*SERIE DI ESERCIZI*
A: Elenca i disagi di viaggio che il brano cita subito dopo le parole "ben prima delle".
B: Riscrivi la parte del brano che inizia con le parole contenenti "Riposo e compassione" e termina con "segno, cinquant’anni fa.", sostituendo "ansia" con "angoscia".

*BRANO DI RIFERIMENTO*
Riposo e compassione
5 Agosto 2024
L’ultima paura registrata da un neologismo si chiama “notriphobia”: è quella di non avere viaggi programmati. L’ennesima di una società in cui tutto è stress, ansia, disagio da trattare. Contrazione di “no-trip-phobia”, risuona come la variante postmoderna dell’horror vacui che ci illudiamo di tenere a bada con interventi placebo, pur di non guardarci dentro. Il tour (de force) comincerebbe, dunque, ben prima delle code in autostrada, del caos voli o dello sciopero dei taxisti, con l’assillo delle vacanze da prenotare, pur di evadere stando al passo coi tempi. “… c’è sempre qualcuno che parte/ ma dove arriva se parte” cantavano stralunati Cochi e Renato, cogliendo allegramente nel segno, cinquant’anni fa.

Voci di dati estratte:
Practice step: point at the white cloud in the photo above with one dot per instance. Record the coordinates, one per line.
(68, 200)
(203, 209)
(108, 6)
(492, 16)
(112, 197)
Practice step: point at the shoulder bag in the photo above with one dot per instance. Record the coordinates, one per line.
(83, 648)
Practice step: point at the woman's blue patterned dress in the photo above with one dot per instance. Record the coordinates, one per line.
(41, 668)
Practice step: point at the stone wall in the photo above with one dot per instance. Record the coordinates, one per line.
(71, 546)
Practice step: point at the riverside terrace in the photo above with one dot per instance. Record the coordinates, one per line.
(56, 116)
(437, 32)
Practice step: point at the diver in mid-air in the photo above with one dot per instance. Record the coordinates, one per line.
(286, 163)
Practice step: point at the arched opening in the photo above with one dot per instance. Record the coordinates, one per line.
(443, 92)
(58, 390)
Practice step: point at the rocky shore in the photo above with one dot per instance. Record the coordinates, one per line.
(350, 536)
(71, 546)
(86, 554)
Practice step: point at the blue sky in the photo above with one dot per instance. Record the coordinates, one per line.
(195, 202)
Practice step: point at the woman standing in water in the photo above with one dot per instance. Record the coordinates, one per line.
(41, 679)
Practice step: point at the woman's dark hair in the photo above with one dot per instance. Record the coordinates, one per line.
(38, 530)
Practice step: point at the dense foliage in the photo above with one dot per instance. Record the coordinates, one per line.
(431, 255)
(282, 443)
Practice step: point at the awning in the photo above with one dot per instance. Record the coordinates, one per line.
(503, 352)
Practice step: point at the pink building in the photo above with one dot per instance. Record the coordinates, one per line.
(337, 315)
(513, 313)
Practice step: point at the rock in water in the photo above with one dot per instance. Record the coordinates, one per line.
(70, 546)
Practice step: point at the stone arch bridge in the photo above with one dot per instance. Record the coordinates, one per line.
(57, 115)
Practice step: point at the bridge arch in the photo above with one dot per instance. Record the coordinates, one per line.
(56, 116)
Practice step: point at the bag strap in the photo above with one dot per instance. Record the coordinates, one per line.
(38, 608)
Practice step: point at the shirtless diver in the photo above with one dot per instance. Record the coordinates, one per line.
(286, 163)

*SOLUZIONI DEGLI ESERCIZI*
A: code in autostrada; caos voli; sciopero dei taxisti

B:
Riposo e compassione
5 Agosto 2024
L’ultima paura registrata da un neologismo si chiama “notriphobia”: è quella di non avere viaggi programmati. L’ennesima di una società in cui tutto è stress, angoscia, disagio da trattare. Contrazione di “no-trip-phobia”, risuona come la variante postmoderna dell’horror vacui che ci illudiamo di tenere a bada con interventi placebo, pur di non guardarci dentro. Il tour (de force) comincerebbe, dunque, ben prima delle code in autostrada, del caos voli o dello sciopero dei taxisti, con l’assillo delle vacanze da prenotare, pur di evadere stando al passo coi tempi. “… c’è sempre qualcuno che parte/ ma dove arriva se parte” cantavano stralunati Cochi e Renato, cogliendo allegramente nel segno, cinquant’anni fa.